- [Data for this task]

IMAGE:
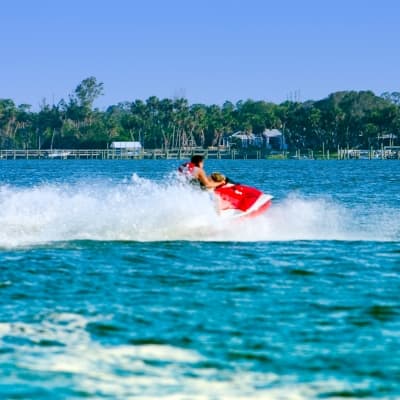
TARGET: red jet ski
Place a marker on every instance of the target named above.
(234, 200)
(240, 201)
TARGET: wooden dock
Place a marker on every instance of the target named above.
(112, 154)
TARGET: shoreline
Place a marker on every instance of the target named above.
(210, 153)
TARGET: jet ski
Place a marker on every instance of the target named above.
(235, 200)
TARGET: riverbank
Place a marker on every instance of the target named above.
(209, 153)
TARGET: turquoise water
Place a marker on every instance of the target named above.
(117, 281)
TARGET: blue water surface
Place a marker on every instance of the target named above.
(116, 281)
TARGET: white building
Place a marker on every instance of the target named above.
(127, 147)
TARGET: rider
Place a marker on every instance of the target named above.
(195, 170)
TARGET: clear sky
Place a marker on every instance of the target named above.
(208, 51)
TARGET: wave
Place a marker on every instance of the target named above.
(144, 210)
(61, 344)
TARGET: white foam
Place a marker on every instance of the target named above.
(123, 371)
(142, 210)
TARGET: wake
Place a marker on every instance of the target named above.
(143, 210)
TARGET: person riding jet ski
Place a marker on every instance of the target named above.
(194, 171)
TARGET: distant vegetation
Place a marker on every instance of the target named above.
(348, 118)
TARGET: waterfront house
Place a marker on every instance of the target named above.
(127, 148)
(271, 139)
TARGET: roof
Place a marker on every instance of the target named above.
(272, 133)
(126, 145)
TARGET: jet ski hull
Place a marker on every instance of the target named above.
(241, 201)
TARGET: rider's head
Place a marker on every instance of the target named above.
(197, 159)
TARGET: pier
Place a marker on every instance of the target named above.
(386, 153)
(112, 154)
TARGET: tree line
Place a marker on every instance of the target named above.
(354, 119)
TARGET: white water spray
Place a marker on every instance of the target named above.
(143, 210)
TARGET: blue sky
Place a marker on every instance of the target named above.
(207, 51)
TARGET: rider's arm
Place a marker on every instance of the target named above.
(206, 181)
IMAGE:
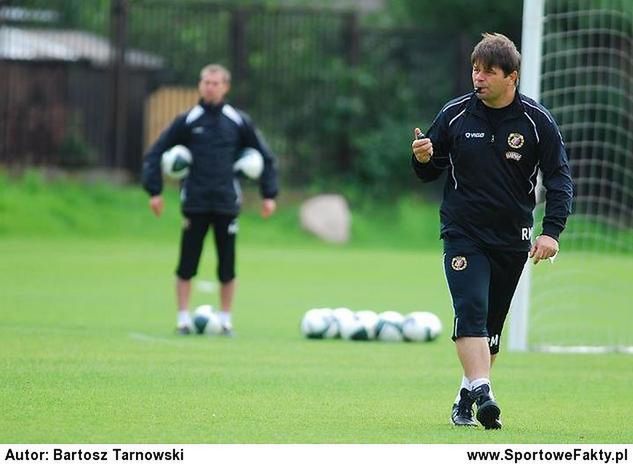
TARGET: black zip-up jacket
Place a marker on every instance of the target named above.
(215, 135)
(489, 193)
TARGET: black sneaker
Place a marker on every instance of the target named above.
(462, 414)
(488, 410)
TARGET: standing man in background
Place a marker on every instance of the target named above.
(215, 133)
(492, 141)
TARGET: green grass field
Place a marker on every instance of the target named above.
(88, 353)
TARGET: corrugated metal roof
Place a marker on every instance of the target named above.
(67, 45)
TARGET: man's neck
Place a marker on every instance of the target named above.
(503, 101)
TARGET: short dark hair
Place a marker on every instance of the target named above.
(497, 50)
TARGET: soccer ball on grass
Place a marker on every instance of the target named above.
(176, 162)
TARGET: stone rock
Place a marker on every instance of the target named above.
(328, 217)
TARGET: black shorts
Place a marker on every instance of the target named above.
(482, 282)
(192, 240)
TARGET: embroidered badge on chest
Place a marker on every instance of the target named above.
(516, 140)
(459, 263)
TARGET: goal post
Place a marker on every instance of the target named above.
(530, 85)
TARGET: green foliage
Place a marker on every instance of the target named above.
(70, 207)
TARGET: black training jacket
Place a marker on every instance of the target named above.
(489, 193)
(215, 135)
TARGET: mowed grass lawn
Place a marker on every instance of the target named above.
(88, 355)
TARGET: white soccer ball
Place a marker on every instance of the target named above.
(317, 323)
(421, 326)
(369, 319)
(250, 163)
(206, 320)
(353, 328)
(389, 328)
(176, 162)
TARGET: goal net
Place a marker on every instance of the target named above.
(584, 301)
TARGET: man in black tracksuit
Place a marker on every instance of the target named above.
(215, 133)
(492, 142)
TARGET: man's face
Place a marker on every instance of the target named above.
(494, 88)
(213, 87)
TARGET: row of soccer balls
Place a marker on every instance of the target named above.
(176, 161)
(390, 326)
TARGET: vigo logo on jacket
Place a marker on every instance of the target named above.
(516, 140)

- [What you are asked to do] Reproduce each entry precisely, dropping only the pictures.

- [Solved exercise]
IMAGE:
TARGET: red jet ski
Place a marker on every instance of the target named above.
(234, 200)
(240, 201)
TARGET: wooden dock
Place a marker on every instance of the target named above.
(112, 154)
TARGET: shoreline
Place a marker on every instance of the target named above.
(210, 153)
TARGET: jet ski
Place a marker on every instance of the target named above.
(235, 200)
TARGET: riverbank
Place a marker on every instance of the target named above.
(209, 153)
TARGET: turquoise water
Place a marker on every instance of the target named above.
(117, 281)
TARGET: blue water surface
Place a marker on every instance of the target named above.
(116, 281)
TARGET: white building
Place a marker on every instance of the target named above.
(127, 147)
TARGET: rider
Place a marker on every instance of the target named above.
(195, 170)
TARGET: clear sky
Place a marker on every instance of the target named above.
(208, 51)
TARGET: wave
Place a marker on every instance of the target named above.
(144, 210)
(61, 344)
TARGET: white foam
Place a marker on every instance of the target named above.
(123, 371)
(142, 210)
TARGET: wake
Place a marker on every instance of the target named above.
(143, 210)
TARGET: person riding jet ski
Place a marker on every instance of the target named above.
(194, 171)
TARGET: distant vegetation
Place a marker on every instance of the target named above.
(348, 118)
TARGET: waterfront house
Place a marker on every instance of the target named above.
(127, 148)
(271, 139)
TARGET: roof
Place a marker on every instance of the target named above.
(272, 133)
(126, 145)
TARGET: jet ski hull
Place a marker on every instance of the target named above.
(241, 201)
TARGET: rider's head
Place a marker on every instance of the target named above.
(197, 159)
TARGET: pier
Place a marker on every instance of the target named above.
(386, 153)
(112, 154)
TARGET: tree line
Place a marker on every instance of the target named above.
(354, 119)
TARGET: white water spray
Place a marker on every instance of the target named above.
(143, 210)
TARGET: blue sky
Place a marker on every instance of the target named above.
(207, 51)
TARGET: rider's arm
Place a marker on every instance of the target named above.
(206, 181)
IMAGE:
TARGET: black zip-up jacket
Place a marker on every instance of the target named above.
(215, 135)
(489, 193)
TARGET: black sneaker
Place a marker on every instance of the target named above.
(462, 414)
(488, 410)
TARGET: standing man in background
Place a marker on every instance of the target named above.
(215, 133)
(492, 141)
TARGET: green grass field
Place a marker on every instance of the target named above.
(88, 353)
TARGET: corrugated metal roof
Place a marker on every instance of the target named above.
(67, 45)
TARGET: man's neck
Place a marker on every instance of the target named above.
(503, 101)
TARGET: short dark hair
Place a marker on every instance of the target named above.
(497, 50)
TARGET: soccer ball on grass
Place a marker on every instance of the target named above.
(176, 162)
TARGET: stone rock
Place a marker on every instance of the target named above.
(328, 217)
TARGET: black shorts
Place a marker on every instance of the target named above.
(482, 282)
(192, 240)
TARGET: embroidered badge on chest
Place a marker on every instance of the target named above.
(516, 140)
(459, 263)
TARGET: goal post
Place a marker on every instance of the target named above.
(530, 85)
TARGET: green foliage
Place a marker on every instance of the target named above.
(70, 207)
TARGET: black training jacket
Place a marker on every instance of the target named above.
(489, 193)
(215, 135)
TARGET: mowed grass lawn
Place a marker on every instance of the target named above.
(88, 355)
TARGET: white soccer ball
Place a marker on every instance of the target named above.
(317, 323)
(421, 326)
(369, 319)
(250, 163)
(206, 320)
(353, 328)
(389, 328)
(176, 162)
TARGET: goal net
Place a marker on every instance of the target named above.
(584, 301)
TARGET: man in black tracksuit
Place a marker on every instance of the target named above.
(215, 133)
(492, 142)
TARGET: man's face
Place a marker on every instance of the target named above.
(494, 88)
(213, 87)
TARGET: row of soccer balls
Place a marker on every instance of the target named above.
(176, 161)
(390, 326)
TARGET: vigo logo on jacket
Place a marker on every instance of the target named above.
(516, 140)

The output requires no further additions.